• Bron:
Vaarbericht Inísh 2017-03, Guadeloupe - Antigua.

4 maart, Point-a-Pitre – Pigeon Bay, Guadeloupe, 40 mijl. We vertrekken om negen uur, zwaaien de Frans-Belgische coalitie uit, alweer met pijn in 't hart, we zijn op ze gesteld geraakt, het lot van de cruiser. Als we na twee uur de zuidpunt van Guadeloupe ronden zien we Orpao vlak achter ons op weg naar Les Saintes (nog ff zwaaie). Daar zijn wij al geweest en we willen door naar Antigua dit weekend, vanaf maandag is een week lang 20-30 knopen NO wind voorspeld. Dus dan zit je vast op je eiland, als je naar het noorden wilt. De tocht rond het eiland is een makkie. Een uurtje hebben we 20 knopen achterop met een knoop stroom mee langs de zuidkant van Basse-Terre, resulterend in acht knopen vaart van Inísh, weer even kicken! Daarna een paar uur op vlak water met weinig wind, toch kunnen we bijna het hele rak zeilen. Om vier uur droppen we het anker in Pigeon Bay, achter twee jachten, die me, als ik nog eens goed kijk, beide bekend voorkomen. Aan bakboord ligt Schotse Coruisk (Brian en Chris) die we in Sri Lanka, Mauritius en Grenada nog ontmoet hebben. En aan stuurboord? . . . Ja hoor, het is echt de Hallberg Rassey Blue Healer, met Aussies Allison en Wayne, die we kennen van Chagos en Simons Town.

Wat een feest van herkenning! Brian komt net aanvaren vanaf de wal met z'n dinghy en als ik hem roep wil hij best even een biertje bij ons in de kuip komen drinken. Als ik Ally in de kuip zie roep ik haar ook en na een korte verwarring komt de herkenning en al snel daarna wordt het vol in de kuip van Inísh. We hebben nog heel wat oude koeien in de sloot. Dus nodigt Brian ons en Blue Healer uit om ge-bbq'de worstjes te komen eten op Coruisk. Leuk allemaal. Josien maakt een pan macaroni (die we anders samen hadden verorberd) als extra bijdrage en Chris heeft salade en aardappels. We maken ook kennis met een Ierse opstapper van Brian, leuke jongen, alleen z'n naam vergeten. Om negen uur moe maar voldaan terug naar Inísh, want morgen moeten we 50 mijl oversteken naar Falmouth Harbour op Antigua.

5 maart, Pigeon Bay, Guadeloupe – Falmouth Harbour, Antigua, 51 mijl. Vandaag gaan om zes uur de oogjes open, na een onrustige nacht met heftige squalls, we waren er voor gewaarschuwd. Maar we kunnen zo vlug niet vertrekken of Coruisk is ons voor, ze gaan naar een andere haven op Antigua, Blue Healer blijft nog een paar weken op Guadeloupe. Gaan wel t.z.t. met ons oversteken naar Europa, evenals Coruisk en Grutte Grize.

• Stukjes uit gegevens:
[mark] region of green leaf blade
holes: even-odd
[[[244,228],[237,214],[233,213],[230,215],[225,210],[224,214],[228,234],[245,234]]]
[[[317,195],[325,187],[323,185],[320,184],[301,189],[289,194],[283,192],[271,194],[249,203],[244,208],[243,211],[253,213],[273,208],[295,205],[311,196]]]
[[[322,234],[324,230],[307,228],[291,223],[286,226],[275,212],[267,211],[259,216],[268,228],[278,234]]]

• Opdrachten:
1. Neem uit het vaarbericht woord voor woord het stuk over tussen "Wat een feest" en "Harbour op Antigua.", die twee allebei meegerekend.
2. Klopt elk van deze beweringen volgens het vaarbericht? (a) Op 4 maart gaat Inísh om negen uur weg uit Point-a-Pitre. (b) Blue Healer steekt op 5 maart ook over naar Antigua. (c) Chris zorgt voor de macaroni bij het eten op Coruisk. Antwoord telkens met ja of nee en zet de woorden uit het vaarbericht erbij die de doorslag geven.

• Definitieve antwoorden:
1.
Wat een feest van herkenning! Brian komt net aanvaren vanaf de wal met z'n dinghy en als ik hem roep wil hij best even een biertje bij ons in de kuip komen drinken. Als ik Ally in de kuip zie roep ik haar ook en na een korte verwarring komt de herkenning en al snel daarna wordt het vol in de kuip van Inísh. We hebben nog heel wat oude koeien in de sloot. Dus nodigt Brian ons en Blue Healer uit om ge-bbq'de worstjes te komen eten op Coruisk. Leuk allemaal. Josien maakt een pan macaroni (die we anders samen hadden verorberd) als extra bijdrage en Chris heeft salade en aardappels. We maken ook kennis met een Ierse opstapper van Brian, leuke jongen, alleen z'n naam vergeten. Om negen uur moe maar voldaan terug naar Inísh, want morgen moeten we 50 mijl oversteken naar Falmouth Harbour op Antigua.

2.
(a) Ja: "We vertrekken om negen uur"
(b) Nee: "Blue Healer blijft nog een paar weken op Guadeloupe"
(c) Nee: "Josien maakt een pan macaroni"